(Segmentation labeling entries)
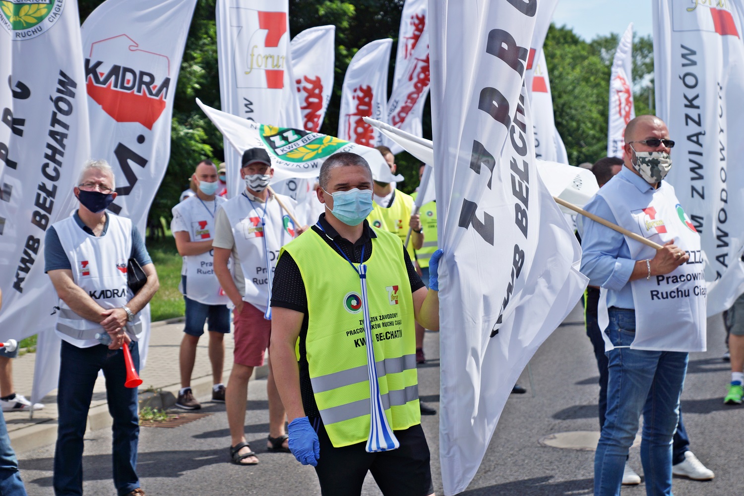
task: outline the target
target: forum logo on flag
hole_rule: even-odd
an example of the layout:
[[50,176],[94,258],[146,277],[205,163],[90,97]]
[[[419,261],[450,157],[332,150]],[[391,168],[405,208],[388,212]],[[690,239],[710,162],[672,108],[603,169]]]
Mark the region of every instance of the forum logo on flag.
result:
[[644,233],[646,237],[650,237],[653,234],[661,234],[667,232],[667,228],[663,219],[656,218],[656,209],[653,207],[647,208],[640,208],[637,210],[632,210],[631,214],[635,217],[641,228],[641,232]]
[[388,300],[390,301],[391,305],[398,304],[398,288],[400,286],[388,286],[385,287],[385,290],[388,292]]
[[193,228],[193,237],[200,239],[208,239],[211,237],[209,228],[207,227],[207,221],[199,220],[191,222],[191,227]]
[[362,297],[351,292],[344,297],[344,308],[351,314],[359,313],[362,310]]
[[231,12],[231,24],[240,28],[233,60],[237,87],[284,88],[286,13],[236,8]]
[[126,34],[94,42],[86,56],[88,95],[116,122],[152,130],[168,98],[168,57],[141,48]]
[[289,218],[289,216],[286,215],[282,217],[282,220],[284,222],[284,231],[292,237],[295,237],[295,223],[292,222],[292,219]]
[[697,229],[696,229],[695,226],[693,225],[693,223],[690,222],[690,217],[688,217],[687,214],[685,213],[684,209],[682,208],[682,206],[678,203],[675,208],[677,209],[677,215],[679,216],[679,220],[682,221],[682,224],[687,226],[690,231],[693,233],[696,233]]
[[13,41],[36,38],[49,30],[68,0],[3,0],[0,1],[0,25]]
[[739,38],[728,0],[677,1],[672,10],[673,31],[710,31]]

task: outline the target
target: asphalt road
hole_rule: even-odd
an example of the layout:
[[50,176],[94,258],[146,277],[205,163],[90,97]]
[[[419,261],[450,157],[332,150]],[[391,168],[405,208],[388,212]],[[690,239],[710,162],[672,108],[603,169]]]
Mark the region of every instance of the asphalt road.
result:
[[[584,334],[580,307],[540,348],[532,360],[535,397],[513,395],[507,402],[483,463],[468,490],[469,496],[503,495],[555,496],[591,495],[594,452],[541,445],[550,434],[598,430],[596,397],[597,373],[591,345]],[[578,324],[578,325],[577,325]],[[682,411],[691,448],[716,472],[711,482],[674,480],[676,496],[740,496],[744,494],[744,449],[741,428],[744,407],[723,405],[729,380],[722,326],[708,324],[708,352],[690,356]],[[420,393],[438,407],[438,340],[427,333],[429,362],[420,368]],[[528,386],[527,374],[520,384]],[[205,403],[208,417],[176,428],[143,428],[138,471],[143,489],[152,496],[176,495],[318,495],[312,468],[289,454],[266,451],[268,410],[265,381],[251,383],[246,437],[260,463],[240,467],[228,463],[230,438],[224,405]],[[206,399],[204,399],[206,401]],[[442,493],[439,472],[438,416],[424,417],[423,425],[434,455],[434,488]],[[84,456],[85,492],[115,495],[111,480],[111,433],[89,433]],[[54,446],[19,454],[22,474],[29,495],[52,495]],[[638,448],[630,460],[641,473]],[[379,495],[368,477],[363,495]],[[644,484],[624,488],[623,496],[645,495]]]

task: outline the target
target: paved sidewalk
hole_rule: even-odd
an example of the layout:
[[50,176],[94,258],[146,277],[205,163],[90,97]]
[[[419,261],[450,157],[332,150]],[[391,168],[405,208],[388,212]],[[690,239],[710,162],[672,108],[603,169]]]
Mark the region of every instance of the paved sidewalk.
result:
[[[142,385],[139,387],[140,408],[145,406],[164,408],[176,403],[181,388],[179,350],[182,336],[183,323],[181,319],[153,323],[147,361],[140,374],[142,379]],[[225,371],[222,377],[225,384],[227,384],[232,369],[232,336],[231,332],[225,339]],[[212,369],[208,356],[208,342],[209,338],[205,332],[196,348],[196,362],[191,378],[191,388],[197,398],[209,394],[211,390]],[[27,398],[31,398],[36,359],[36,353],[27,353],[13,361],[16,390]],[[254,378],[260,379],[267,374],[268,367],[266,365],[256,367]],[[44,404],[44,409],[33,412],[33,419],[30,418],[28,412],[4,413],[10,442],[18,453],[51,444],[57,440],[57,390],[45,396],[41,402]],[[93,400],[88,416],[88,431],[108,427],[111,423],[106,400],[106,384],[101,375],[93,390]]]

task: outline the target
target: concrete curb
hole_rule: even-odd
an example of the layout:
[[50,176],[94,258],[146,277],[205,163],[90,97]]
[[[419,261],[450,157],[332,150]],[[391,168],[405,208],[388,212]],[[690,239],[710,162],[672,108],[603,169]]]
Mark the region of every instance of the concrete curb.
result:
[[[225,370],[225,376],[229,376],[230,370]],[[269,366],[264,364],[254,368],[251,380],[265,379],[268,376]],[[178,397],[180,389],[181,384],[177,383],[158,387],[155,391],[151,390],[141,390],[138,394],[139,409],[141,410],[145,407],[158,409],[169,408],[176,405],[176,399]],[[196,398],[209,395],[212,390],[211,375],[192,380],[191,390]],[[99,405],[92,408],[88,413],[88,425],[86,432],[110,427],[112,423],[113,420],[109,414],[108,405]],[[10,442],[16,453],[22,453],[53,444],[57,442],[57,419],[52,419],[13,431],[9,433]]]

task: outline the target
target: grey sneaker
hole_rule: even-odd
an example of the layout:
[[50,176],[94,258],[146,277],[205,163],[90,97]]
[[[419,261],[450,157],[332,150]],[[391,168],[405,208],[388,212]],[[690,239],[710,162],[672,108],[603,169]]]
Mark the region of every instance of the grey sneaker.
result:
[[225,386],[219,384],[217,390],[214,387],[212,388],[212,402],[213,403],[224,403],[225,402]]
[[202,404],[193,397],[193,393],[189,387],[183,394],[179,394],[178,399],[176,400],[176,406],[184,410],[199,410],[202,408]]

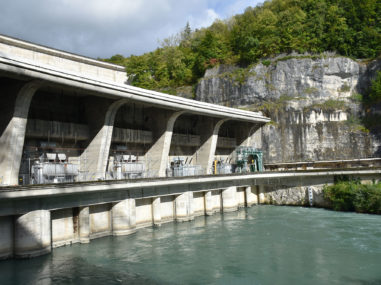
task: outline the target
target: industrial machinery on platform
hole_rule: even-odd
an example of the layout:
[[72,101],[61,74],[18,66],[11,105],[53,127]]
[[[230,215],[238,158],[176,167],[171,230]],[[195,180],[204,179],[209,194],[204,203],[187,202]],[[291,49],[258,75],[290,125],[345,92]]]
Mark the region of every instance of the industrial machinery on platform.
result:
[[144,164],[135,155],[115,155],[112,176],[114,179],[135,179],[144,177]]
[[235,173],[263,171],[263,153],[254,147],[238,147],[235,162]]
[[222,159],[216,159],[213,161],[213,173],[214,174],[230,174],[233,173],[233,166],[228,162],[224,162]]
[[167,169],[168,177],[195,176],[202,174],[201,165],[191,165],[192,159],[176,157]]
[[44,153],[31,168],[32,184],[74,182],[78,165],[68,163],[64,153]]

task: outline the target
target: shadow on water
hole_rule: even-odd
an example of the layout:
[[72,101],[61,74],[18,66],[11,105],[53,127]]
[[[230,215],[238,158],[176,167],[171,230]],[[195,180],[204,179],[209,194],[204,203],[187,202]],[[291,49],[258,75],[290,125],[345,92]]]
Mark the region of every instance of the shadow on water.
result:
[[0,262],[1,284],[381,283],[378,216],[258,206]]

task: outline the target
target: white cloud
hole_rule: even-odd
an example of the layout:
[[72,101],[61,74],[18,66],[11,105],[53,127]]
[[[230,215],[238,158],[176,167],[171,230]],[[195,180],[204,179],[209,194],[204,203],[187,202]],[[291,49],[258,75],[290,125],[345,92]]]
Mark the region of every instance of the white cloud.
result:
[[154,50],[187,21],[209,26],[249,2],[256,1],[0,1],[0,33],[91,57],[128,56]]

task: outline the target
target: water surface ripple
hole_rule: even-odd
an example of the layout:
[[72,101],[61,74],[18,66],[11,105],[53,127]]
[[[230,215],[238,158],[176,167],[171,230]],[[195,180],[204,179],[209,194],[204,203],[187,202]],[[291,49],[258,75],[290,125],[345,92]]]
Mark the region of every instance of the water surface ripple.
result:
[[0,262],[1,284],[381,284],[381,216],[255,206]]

==

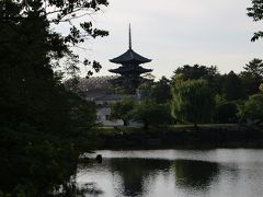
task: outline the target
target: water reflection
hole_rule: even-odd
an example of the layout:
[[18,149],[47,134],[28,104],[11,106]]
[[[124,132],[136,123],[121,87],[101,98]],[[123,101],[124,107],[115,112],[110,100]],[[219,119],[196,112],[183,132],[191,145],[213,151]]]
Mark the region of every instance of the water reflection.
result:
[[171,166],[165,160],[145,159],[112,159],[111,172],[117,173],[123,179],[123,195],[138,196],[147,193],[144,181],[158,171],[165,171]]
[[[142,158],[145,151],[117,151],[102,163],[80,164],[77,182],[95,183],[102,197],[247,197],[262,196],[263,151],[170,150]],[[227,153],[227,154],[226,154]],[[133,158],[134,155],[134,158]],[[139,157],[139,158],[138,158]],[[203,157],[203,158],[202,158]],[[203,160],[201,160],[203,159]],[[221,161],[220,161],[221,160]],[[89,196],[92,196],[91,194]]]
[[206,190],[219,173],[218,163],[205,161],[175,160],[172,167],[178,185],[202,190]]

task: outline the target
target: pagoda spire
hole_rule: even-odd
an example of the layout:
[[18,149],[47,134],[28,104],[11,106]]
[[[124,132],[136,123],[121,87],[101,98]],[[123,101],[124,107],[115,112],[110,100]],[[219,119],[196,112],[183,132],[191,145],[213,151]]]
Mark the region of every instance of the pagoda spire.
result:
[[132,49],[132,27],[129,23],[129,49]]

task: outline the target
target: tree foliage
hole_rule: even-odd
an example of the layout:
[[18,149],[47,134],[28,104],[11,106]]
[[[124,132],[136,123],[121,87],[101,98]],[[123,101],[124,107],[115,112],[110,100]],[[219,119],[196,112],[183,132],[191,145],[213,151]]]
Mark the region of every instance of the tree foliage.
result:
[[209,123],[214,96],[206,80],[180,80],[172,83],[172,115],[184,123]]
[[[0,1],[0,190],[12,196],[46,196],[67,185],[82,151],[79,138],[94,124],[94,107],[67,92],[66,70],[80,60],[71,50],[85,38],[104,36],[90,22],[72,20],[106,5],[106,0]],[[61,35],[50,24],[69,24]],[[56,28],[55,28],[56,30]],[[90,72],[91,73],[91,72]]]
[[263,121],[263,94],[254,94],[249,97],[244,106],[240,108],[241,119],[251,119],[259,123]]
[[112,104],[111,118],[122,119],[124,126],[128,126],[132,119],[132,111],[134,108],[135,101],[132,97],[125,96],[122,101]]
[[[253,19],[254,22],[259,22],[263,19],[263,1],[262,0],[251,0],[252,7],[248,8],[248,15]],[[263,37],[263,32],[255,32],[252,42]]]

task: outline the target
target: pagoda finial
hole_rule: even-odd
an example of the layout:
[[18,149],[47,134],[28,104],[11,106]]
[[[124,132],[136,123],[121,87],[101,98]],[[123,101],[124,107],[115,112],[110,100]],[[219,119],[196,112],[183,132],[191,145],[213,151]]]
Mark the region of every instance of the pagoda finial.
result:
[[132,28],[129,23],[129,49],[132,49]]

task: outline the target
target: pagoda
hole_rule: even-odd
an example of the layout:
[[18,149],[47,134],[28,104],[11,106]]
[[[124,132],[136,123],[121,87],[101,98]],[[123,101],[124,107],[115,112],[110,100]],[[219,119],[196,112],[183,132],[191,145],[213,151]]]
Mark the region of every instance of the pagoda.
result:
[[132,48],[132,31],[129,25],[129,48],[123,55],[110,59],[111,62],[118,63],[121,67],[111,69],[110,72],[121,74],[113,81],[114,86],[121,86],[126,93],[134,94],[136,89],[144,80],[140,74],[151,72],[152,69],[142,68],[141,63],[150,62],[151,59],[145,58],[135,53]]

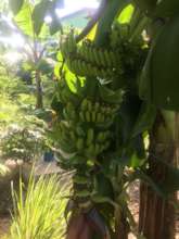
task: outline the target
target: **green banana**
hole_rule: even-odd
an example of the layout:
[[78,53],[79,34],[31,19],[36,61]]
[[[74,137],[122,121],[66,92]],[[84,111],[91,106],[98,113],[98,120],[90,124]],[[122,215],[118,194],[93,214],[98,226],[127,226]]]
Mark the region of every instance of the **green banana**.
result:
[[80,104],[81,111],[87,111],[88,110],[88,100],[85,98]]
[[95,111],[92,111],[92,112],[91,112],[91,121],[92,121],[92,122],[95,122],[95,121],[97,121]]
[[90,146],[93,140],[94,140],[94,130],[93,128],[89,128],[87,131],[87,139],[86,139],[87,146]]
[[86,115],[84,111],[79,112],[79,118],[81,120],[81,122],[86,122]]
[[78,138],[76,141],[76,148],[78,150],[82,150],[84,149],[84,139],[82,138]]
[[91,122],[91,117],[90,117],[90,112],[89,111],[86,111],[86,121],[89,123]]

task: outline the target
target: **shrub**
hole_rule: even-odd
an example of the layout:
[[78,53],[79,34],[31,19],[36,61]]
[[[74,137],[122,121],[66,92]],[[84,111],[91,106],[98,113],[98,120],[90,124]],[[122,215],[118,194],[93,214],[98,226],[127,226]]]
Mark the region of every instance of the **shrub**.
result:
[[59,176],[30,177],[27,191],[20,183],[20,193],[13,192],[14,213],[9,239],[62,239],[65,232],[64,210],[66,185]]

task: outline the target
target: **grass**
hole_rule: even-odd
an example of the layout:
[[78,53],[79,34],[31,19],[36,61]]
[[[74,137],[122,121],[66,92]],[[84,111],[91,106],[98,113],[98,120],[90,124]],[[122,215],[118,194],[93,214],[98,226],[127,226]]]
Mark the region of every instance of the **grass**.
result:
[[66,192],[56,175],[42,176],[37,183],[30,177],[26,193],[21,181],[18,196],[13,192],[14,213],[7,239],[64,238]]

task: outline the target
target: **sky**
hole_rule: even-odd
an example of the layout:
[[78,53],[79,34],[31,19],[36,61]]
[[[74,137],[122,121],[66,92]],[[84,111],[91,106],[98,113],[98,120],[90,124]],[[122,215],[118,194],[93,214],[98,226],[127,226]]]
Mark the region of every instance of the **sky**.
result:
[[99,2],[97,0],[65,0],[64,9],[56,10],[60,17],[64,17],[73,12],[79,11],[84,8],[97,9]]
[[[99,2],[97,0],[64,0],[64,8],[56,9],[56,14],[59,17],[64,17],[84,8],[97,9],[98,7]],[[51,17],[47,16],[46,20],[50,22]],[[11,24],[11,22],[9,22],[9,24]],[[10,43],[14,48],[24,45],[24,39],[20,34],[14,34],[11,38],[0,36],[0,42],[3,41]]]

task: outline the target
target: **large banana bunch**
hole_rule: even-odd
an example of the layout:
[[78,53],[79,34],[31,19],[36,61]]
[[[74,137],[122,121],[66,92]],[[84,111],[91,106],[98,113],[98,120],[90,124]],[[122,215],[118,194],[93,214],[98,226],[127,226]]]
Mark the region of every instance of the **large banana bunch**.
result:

_Exercise aim_
Show every line of the data above that contains the string "spire", treating uppercase and lowercase as different.

_Answer to this task_
target: pagoda spire
Mark the region of every instance of the pagoda spire.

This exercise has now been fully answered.